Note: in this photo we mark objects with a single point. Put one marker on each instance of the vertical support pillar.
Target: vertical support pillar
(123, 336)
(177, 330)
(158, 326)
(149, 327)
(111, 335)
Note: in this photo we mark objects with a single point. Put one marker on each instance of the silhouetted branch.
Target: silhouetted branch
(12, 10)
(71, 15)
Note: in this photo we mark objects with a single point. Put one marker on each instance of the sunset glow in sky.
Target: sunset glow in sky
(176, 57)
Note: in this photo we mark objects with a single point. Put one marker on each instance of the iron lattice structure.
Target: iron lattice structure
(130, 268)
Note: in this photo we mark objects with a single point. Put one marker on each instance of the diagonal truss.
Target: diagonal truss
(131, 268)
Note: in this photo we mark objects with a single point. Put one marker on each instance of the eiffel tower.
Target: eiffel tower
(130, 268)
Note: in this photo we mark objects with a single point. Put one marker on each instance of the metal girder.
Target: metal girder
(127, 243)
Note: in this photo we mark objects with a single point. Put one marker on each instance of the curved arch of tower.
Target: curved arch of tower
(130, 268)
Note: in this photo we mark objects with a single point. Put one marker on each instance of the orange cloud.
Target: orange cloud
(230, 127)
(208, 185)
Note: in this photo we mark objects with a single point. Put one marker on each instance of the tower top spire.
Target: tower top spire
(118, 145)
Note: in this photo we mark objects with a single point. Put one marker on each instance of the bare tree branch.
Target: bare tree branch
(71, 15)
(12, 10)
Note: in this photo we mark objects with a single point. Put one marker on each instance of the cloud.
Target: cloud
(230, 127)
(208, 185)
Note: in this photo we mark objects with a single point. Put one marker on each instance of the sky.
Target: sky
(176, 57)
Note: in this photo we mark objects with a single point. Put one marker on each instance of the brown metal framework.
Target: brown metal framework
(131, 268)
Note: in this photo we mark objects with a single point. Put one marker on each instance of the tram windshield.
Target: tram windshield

--------

* _Written problem_:
Write out every entry verbatim.

* _Written answer_:
Note: in this photo we mark objects with a single point. Put one marker on each instance of the vertical support pillar.
Target: vertical support pillar
(123, 336)
(177, 330)
(158, 326)
(149, 327)
(111, 335)
Note: in this photo we mark objects with a single point. Put one marker on each instance of the silhouetted branch.
Target: silhouetted branch
(12, 10)
(71, 15)
Note: in this photo we mark objects with a single point. Put one marker on each instance of the sunset glow in sky.
Target: sunset glow in sky
(176, 57)
Note: in this photo we mark objects with a single point. Put one marker on each instance of the iron lattice structure.
Target: iron lattice structure
(130, 268)
Note: in this photo we mark objects with a single point. Put one marker on each instance of the diagonal truss.
Target: diagonal truss
(131, 268)
Note: in this photo we mark objects with a single point. Put one marker on each instance of the eiffel tower.
Target: eiffel tower
(130, 268)
Note: in this photo we mark objects with a single point. Put one marker on each instance of the metal girder.
Target: metal girder
(127, 243)
Note: in this photo we mark objects with a single point. Put one marker on each instance of the curved arch of tower.
Target: curved arch of tower
(130, 268)
Note: in this photo we mark objects with a single point. Put one marker on each instance of the orange cloud.
Target: orange cloud
(230, 127)
(208, 185)
Note: in this photo we mark objects with a single point. Put one marker on each instance of the tower top spire.
Target: tower top spire
(118, 145)
Note: in this photo we mark objects with a single point. Put one marker on each instance of the bare tree branch.
Target: bare tree branch
(71, 15)
(12, 10)
Note: in this photo we mark objects with a single point. Put one marker on each instance of the cloud.
Target: cloud
(230, 127)
(208, 185)
Note: in this photo we mark objects with a single point. Put one marker on each instance of the sky.
Target: sky
(176, 57)
Note: in this photo we mark objects with a single point. Put one marker on each instance of the brown metal framework.
Target: brown metal framework
(131, 268)
Note: in this photo we mark objects with a single point. Put one marker on each instance of the tram windshield.
Target: tram windshield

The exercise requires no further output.